**Written exercise**
Retype the rows word for word, beginning at the line that has "Provide one point per instance of the blue" and going through the final line of the rows.

**Material shown**
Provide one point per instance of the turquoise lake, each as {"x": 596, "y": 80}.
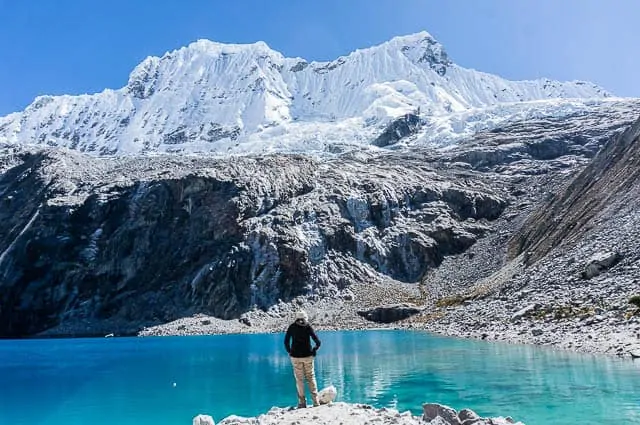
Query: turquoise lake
{"x": 127, "y": 381}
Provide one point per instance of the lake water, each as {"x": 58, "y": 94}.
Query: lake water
{"x": 122, "y": 381}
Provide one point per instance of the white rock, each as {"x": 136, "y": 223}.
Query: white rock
{"x": 203, "y": 420}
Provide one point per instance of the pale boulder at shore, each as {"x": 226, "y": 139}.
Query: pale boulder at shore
{"x": 348, "y": 414}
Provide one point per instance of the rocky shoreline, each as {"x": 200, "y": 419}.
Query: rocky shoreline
{"x": 346, "y": 414}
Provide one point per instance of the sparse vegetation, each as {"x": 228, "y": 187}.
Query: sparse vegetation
{"x": 450, "y": 301}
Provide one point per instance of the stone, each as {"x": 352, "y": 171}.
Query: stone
{"x": 327, "y": 395}
{"x": 468, "y": 416}
{"x": 390, "y": 313}
{"x": 433, "y": 410}
{"x": 525, "y": 311}
{"x": 599, "y": 263}
{"x": 203, "y": 420}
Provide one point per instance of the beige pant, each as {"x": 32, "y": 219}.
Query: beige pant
{"x": 303, "y": 369}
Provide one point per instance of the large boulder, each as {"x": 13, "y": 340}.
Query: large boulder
{"x": 599, "y": 263}
{"x": 390, "y": 313}
{"x": 433, "y": 410}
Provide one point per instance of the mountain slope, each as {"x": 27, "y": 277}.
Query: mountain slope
{"x": 570, "y": 268}
{"x": 246, "y": 98}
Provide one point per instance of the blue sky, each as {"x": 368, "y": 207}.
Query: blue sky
{"x": 83, "y": 46}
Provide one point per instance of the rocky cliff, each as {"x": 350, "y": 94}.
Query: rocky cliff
{"x": 125, "y": 242}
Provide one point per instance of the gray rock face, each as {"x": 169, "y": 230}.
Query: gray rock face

**Response for this exercise**
Provide one point per instance of the blue sky, each as {"x": 368, "y": 207}.
Query: blue sky
{"x": 83, "y": 46}
Provide one point per instance of the rocky cliff, each as {"x": 350, "y": 94}.
Query: rocky cliff
{"x": 125, "y": 242}
Provide one point per instance of the gray rock face, each as {"x": 169, "y": 230}.
Query: gray rock face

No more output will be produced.